▶ **What is being asked**
Rewrite the lines below as a numbered list, leaving out any blank lines.

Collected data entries
=-=-=
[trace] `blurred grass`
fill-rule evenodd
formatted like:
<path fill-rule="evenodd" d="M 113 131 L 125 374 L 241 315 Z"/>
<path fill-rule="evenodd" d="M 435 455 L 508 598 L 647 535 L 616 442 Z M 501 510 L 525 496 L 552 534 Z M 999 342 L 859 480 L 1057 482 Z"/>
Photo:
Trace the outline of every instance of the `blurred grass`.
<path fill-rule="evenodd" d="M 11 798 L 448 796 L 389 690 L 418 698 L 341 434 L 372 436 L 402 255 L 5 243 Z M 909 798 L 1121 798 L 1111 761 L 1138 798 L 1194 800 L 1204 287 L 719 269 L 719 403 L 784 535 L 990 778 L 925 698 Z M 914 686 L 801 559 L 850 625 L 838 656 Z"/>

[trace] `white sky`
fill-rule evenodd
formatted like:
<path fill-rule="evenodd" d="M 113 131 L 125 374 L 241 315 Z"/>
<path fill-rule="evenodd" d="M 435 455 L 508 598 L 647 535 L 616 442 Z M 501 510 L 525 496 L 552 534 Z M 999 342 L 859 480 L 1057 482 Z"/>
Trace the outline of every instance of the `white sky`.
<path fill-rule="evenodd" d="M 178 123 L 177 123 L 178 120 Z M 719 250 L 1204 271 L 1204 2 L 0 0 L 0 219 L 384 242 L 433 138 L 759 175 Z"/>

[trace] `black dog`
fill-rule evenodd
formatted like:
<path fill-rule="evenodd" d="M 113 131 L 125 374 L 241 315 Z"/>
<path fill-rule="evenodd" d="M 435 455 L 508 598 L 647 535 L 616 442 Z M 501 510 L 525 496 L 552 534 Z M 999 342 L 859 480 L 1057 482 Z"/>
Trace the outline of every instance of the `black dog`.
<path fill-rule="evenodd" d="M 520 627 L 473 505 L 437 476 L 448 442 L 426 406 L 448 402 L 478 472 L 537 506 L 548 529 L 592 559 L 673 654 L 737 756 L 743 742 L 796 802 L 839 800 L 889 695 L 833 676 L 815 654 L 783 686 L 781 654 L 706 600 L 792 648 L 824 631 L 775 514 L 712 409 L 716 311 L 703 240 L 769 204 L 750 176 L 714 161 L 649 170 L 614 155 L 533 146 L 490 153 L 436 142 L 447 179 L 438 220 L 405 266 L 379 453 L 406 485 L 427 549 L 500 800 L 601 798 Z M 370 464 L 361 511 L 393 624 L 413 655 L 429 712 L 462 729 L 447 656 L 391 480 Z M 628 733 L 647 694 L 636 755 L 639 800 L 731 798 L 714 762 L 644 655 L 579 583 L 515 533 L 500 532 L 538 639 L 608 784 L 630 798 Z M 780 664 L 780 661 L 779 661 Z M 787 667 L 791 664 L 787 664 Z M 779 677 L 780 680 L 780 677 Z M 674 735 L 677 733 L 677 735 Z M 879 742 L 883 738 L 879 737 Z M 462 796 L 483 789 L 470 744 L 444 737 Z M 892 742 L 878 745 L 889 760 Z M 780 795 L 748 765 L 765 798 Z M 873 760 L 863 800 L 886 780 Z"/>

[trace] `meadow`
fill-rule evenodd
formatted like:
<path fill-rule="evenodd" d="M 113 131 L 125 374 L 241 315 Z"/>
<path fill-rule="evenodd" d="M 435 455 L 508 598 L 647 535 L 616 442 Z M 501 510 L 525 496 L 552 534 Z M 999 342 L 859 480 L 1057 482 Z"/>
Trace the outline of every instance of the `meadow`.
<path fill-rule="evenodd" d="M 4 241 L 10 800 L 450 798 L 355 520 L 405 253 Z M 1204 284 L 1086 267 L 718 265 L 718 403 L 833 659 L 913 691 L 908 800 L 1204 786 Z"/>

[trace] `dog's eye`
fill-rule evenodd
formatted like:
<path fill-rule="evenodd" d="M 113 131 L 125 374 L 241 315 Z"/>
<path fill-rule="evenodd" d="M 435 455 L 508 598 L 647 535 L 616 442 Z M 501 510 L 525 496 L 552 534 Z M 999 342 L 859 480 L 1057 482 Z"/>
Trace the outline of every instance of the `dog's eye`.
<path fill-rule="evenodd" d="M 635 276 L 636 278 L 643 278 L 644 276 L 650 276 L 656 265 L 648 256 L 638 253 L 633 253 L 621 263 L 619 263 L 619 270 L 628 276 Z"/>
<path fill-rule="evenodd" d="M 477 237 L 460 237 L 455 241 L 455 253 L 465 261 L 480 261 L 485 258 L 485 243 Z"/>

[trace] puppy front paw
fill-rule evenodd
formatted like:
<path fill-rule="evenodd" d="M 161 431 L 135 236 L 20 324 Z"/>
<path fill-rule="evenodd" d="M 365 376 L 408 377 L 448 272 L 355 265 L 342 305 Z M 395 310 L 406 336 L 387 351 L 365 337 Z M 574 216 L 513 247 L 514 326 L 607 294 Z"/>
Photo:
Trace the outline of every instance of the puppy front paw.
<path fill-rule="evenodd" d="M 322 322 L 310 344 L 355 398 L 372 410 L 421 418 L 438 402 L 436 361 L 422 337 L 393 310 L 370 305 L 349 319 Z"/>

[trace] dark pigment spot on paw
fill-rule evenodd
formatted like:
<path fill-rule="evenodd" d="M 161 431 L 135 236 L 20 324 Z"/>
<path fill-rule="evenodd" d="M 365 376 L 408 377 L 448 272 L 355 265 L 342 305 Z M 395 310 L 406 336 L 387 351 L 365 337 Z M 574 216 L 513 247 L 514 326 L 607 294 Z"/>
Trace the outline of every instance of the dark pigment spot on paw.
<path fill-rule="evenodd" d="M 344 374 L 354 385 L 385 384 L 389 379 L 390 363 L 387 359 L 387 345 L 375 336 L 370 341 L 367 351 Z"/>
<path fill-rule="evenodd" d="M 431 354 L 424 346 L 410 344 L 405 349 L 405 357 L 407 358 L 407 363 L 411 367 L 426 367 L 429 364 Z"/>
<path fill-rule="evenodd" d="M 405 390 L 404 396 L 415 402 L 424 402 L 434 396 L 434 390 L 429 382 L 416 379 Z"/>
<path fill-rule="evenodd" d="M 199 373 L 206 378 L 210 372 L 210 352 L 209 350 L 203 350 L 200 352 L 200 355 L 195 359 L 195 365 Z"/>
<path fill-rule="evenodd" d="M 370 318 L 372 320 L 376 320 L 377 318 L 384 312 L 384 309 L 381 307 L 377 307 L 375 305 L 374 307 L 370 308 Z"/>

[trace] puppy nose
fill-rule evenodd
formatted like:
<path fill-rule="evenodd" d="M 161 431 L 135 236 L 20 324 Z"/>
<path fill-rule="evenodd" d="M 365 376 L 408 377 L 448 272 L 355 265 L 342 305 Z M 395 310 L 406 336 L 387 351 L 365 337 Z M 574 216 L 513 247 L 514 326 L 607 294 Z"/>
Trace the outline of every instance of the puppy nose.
=-=-=
▶ **Solution below**
1. [trace] `blurred grass`
2. fill-rule evenodd
3. formatted like:
4. <path fill-rule="evenodd" d="M 113 131 L 125 374 L 241 315 Z"/>
5. <path fill-rule="evenodd" d="M 435 455 L 508 598 L 647 535 L 616 442 Z M 501 510 L 525 496 L 552 534 Z M 999 342 L 859 480 L 1057 482 Z"/>
6. Photo:
7. Trace the outline of every instance of the `blurred grass`.
8. <path fill-rule="evenodd" d="M 11 798 L 448 796 L 389 690 L 418 698 L 341 434 L 372 436 L 402 255 L 5 243 Z M 909 798 L 1121 798 L 1111 761 L 1138 798 L 1194 800 L 1204 287 L 719 269 L 719 403 L 784 535 L 990 778 L 925 698 Z M 914 686 L 801 559 L 850 625 L 838 656 Z"/>
9. [trace] `white sky`
10. fill-rule evenodd
11. formatted like:
12. <path fill-rule="evenodd" d="M 113 131 L 125 374 L 241 315 Z"/>
13. <path fill-rule="evenodd" d="M 435 455 L 508 598 L 647 535 L 616 442 Z M 501 510 L 525 496 L 552 534 Z M 999 342 L 859 480 L 1057 482 Z"/>
14. Trace the outline of every instance of the `white sky`.
15. <path fill-rule="evenodd" d="M 178 123 L 177 123 L 178 120 Z M 719 250 L 1204 271 L 1204 2 L 0 0 L 0 219 L 384 242 L 433 138 L 759 175 Z"/>
16. [trace] `black dog`
17. fill-rule evenodd
18. formatted like:
19. <path fill-rule="evenodd" d="M 113 131 L 125 374 L 241 315 Z"/>
20. <path fill-rule="evenodd" d="M 435 455 L 508 598 L 647 535 L 616 442 Z M 501 510 L 525 496 L 552 534 Z M 999 342 L 859 480 L 1057 482 Z"/>
21. Trace the outline of every instance of the `black dog`.
22. <path fill-rule="evenodd" d="M 520 627 L 473 505 L 437 476 L 448 442 L 426 406 L 448 402 L 478 472 L 537 506 L 548 529 L 592 559 L 673 654 L 737 756 L 743 742 L 796 802 L 839 800 L 889 695 L 833 676 L 815 654 L 783 686 L 781 654 L 706 600 L 792 648 L 824 631 L 775 514 L 712 409 L 716 311 L 703 240 L 769 204 L 750 176 L 714 161 L 649 170 L 614 155 L 533 146 L 490 153 L 436 142 L 447 179 L 438 220 L 405 266 L 379 453 L 406 485 L 427 549 L 500 800 L 601 798 Z M 370 464 L 361 511 L 393 624 L 413 655 L 429 712 L 462 729 L 447 656 L 391 480 Z M 628 733 L 647 694 L 636 755 L 639 800 L 731 798 L 714 762 L 644 655 L 579 583 L 515 533 L 500 532 L 538 639 L 608 784 L 630 798 Z M 780 664 L 780 661 L 779 661 Z M 787 667 L 791 664 L 787 664 Z M 779 677 L 780 680 L 780 677 Z M 674 735 L 677 733 L 677 735 Z M 879 742 L 883 738 L 879 737 Z M 462 796 L 483 789 L 470 744 L 444 737 Z M 892 742 L 878 745 L 889 760 Z M 780 795 L 748 765 L 765 798 Z M 873 760 L 863 800 L 886 780 Z"/>
23. [trace] `meadow`
24. fill-rule evenodd
25. formatted like:
26. <path fill-rule="evenodd" d="M 113 131 L 125 374 L 241 315 Z"/>
27. <path fill-rule="evenodd" d="M 435 455 L 508 598 L 647 535 L 616 442 Z M 501 510 L 525 496 L 552 534 Z M 999 342 L 859 480 L 1057 482 Z"/>
28. Trace the outline of every instance of the `meadow`.
29. <path fill-rule="evenodd" d="M 4 241 L 10 800 L 450 798 L 355 520 L 405 253 Z M 1204 284 L 1086 267 L 718 265 L 718 403 L 833 659 L 913 691 L 908 800 L 1204 786 Z"/>
30. [trace] `dog's eye`
31. fill-rule evenodd
32. formatted like:
33. <path fill-rule="evenodd" d="M 113 131 L 125 374 L 241 315 Z"/>
34. <path fill-rule="evenodd" d="M 435 455 L 508 598 L 647 535 L 616 442 Z M 501 510 L 525 496 L 552 534 Z M 999 342 L 859 480 L 1057 482 Z"/>
35. Trace the outline of every instance of the `dog's eye`.
36. <path fill-rule="evenodd" d="M 635 276 L 636 278 L 643 278 L 644 276 L 650 276 L 656 265 L 648 256 L 638 253 L 633 253 L 621 263 L 619 263 L 619 270 L 628 276 Z"/>
37. <path fill-rule="evenodd" d="M 477 237 L 460 237 L 455 241 L 455 253 L 465 261 L 480 261 L 485 258 L 485 243 Z"/>
38. [trace] puppy front paw
39. fill-rule evenodd
40. formatted like:
41. <path fill-rule="evenodd" d="M 161 431 L 135 236 L 20 324 Z"/>
42. <path fill-rule="evenodd" d="M 365 376 L 408 377 L 448 272 L 355 265 L 342 305 Z M 395 310 L 406 336 L 387 351 L 365 337 Z M 574 216 L 513 247 L 514 326 L 607 294 Z"/>
43. Photo:
44. Trace the outline of every instance of the puppy front paw.
45. <path fill-rule="evenodd" d="M 322 322 L 310 344 L 355 398 L 372 410 L 421 418 L 438 402 L 436 361 L 422 337 L 393 310 L 370 305 L 349 319 Z"/>
46. [trace] dark pigment spot on paw
47. fill-rule evenodd
48. formatted like:
49. <path fill-rule="evenodd" d="M 161 431 L 135 236 L 20 324 Z"/>
50. <path fill-rule="evenodd" d="M 365 376 L 408 377 L 448 272 L 355 265 L 342 305 Z M 395 310 L 406 336 L 387 351 L 365 337 Z M 574 216 L 513 247 L 514 326 L 607 294 Z"/>
51. Trace the outline of every instance of the dark pigment spot on paw.
52. <path fill-rule="evenodd" d="M 344 374 L 354 385 L 385 384 L 389 379 L 390 363 L 387 359 L 387 345 L 375 336 L 370 341 L 367 351 Z"/>
53. <path fill-rule="evenodd" d="M 431 354 L 424 346 L 410 344 L 405 349 L 405 357 L 407 358 L 407 363 L 411 367 L 426 367 L 429 364 Z"/>
54. <path fill-rule="evenodd" d="M 405 390 L 404 396 L 415 402 L 424 402 L 434 396 L 434 390 L 429 382 L 416 379 Z"/>
55. <path fill-rule="evenodd" d="M 199 373 L 206 378 L 210 372 L 210 352 L 209 350 L 203 350 L 200 352 L 200 355 L 195 359 L 195 365 Z"/>
56. <path fill-rule="evenodd" d="M 370 318 L 372 320 L 376 320 L 377 318 L 384 312 L 384 309 L 381 307 L 377 307 L 375 305 L 374 307 L 370 308 Z"/>
57. [trace] puppy nose
58. fill-rule evenodd
59. formatted like:
60. <path fill-rule="evenodd" d="M 161 431 L 135 236 L 20 324 Z"/>
61. <path fill-rule="evenodd" d="M 365 376 L 408 377 L 448 272 L 355 265 L 342 305 Z M 395 310 L 406 336 L 387 351 L 365 337 Z M 574 216 L 513 247 L 514 326 L 607 294 Z"/>
62. Trace the outline of every instance of the puppy nose.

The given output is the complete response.